▶ [The problem]: Find each line in the data below that contains the word "background", and copy those lines.

(Data entries)
◇ ◇ ◇ ◇ ◇ ◇ ◇

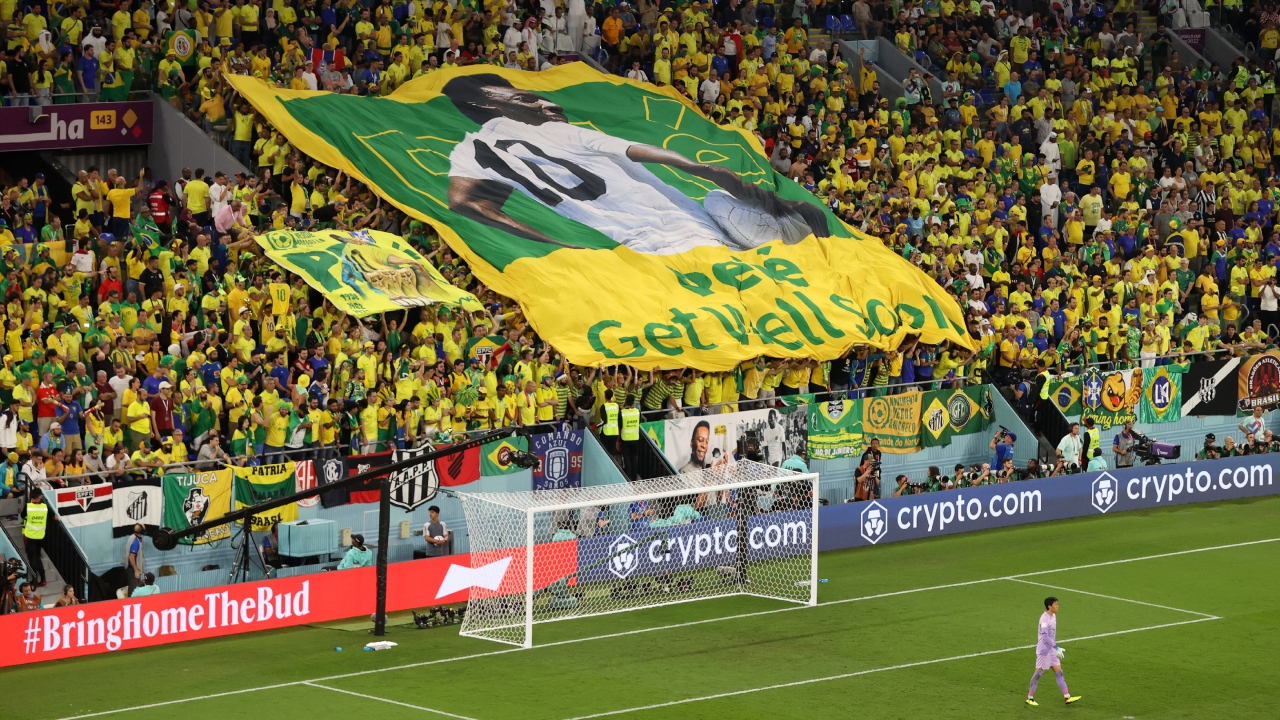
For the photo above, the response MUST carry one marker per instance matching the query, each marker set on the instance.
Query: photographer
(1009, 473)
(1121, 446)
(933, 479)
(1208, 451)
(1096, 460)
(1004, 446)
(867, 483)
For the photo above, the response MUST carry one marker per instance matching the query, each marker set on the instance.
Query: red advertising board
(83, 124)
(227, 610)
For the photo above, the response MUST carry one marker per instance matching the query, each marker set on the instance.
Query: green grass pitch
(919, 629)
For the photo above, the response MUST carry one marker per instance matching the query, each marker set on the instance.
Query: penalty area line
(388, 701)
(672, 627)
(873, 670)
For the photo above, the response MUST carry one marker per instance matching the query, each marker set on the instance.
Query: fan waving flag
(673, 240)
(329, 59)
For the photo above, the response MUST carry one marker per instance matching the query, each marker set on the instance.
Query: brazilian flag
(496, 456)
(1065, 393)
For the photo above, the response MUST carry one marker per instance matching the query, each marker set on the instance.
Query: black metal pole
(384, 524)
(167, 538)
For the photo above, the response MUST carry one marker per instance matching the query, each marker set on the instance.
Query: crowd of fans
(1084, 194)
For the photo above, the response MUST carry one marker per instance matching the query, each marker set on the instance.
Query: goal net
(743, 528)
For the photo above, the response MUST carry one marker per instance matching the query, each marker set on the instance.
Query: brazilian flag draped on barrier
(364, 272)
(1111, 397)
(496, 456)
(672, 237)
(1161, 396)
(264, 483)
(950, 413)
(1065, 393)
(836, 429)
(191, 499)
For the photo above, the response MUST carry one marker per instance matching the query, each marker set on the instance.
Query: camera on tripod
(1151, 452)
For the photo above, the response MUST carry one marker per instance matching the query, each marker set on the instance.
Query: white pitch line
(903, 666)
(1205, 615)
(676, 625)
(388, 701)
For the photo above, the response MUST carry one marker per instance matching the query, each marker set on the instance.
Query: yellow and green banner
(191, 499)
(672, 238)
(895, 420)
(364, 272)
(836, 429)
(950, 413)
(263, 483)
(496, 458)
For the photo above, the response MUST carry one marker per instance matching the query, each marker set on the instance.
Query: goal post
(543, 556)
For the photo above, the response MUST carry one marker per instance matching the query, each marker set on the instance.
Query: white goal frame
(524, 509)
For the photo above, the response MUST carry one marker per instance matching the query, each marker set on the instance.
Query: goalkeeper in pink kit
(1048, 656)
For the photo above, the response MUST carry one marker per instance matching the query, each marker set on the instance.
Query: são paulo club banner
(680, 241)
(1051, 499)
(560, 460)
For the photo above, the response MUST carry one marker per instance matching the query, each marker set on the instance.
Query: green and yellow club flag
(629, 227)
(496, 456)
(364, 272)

◇ ◇ ◇ ◇ ◇ ◇ ◇

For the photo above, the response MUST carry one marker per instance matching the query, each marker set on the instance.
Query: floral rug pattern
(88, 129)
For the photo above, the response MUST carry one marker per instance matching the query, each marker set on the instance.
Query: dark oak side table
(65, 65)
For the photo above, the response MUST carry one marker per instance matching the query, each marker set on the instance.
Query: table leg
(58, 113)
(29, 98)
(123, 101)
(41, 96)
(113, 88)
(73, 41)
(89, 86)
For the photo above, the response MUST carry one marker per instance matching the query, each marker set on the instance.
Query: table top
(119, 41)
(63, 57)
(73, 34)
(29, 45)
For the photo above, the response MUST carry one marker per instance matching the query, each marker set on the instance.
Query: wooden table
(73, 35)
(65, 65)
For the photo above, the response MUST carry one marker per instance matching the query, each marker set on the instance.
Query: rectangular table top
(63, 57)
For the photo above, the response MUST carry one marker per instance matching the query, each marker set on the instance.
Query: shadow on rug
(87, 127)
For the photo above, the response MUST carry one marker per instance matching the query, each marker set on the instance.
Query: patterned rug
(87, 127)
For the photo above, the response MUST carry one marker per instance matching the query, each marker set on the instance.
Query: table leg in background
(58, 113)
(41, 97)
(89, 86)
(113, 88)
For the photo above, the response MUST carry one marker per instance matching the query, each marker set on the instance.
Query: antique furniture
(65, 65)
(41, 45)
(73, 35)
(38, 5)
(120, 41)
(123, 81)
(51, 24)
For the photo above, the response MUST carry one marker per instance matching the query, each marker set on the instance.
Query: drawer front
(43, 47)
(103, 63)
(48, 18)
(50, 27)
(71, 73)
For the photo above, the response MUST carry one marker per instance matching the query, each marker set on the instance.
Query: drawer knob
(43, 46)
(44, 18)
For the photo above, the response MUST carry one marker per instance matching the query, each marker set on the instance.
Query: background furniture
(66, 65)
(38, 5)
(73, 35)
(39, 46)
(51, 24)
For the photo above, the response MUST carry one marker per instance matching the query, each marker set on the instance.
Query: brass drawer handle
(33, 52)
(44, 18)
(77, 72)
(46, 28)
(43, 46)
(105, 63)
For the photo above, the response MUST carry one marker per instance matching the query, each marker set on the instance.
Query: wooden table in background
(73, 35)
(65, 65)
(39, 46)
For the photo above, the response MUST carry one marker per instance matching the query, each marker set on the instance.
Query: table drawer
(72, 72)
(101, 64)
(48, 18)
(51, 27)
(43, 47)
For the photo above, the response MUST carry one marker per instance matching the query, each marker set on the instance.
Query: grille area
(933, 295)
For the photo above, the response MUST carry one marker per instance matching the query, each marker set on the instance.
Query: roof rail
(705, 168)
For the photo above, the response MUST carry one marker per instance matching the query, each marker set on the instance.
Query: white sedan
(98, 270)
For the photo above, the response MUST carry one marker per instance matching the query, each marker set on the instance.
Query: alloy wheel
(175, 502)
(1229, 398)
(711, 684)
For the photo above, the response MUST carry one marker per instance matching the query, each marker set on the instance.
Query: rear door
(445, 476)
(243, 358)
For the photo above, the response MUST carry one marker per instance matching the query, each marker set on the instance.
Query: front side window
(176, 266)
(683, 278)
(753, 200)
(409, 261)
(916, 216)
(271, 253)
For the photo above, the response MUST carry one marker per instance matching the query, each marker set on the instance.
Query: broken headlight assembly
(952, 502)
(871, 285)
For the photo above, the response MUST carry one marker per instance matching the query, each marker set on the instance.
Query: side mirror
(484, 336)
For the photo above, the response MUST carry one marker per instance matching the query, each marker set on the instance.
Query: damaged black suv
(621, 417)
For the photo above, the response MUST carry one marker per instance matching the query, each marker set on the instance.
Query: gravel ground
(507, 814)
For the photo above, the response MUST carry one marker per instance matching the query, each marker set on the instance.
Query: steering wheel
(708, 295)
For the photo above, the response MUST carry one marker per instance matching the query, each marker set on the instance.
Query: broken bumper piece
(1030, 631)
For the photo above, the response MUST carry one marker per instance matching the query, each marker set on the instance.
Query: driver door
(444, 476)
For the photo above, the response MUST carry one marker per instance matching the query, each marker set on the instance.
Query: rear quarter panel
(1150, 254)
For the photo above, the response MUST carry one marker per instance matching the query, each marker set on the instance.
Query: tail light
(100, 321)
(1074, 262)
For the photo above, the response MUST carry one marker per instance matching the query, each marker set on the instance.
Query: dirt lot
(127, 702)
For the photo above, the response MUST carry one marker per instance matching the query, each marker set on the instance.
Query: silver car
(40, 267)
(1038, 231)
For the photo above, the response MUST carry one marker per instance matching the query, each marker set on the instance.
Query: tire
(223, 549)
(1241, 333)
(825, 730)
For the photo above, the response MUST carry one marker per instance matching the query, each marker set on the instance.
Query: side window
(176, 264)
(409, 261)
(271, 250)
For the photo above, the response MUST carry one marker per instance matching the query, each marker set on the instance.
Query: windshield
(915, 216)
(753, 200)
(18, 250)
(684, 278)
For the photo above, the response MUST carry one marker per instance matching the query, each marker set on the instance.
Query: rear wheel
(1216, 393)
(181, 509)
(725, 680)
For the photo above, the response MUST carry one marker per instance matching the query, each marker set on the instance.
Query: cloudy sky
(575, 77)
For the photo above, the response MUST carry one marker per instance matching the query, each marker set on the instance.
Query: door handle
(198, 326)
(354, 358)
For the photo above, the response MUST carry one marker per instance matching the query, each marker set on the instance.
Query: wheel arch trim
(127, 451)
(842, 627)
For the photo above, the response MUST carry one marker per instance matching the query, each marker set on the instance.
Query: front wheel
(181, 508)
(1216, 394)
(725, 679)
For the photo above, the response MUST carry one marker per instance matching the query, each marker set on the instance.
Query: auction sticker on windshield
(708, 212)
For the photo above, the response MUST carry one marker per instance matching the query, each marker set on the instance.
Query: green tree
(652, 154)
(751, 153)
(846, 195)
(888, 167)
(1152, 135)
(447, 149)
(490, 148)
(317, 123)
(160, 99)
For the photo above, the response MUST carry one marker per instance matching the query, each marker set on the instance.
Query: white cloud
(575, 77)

◇ ◇ ◇ ◇ ◇ ◇ ◇

▶ [Written solution]:
Query: table leg in background
Query: background furniture
Query: wooden table in background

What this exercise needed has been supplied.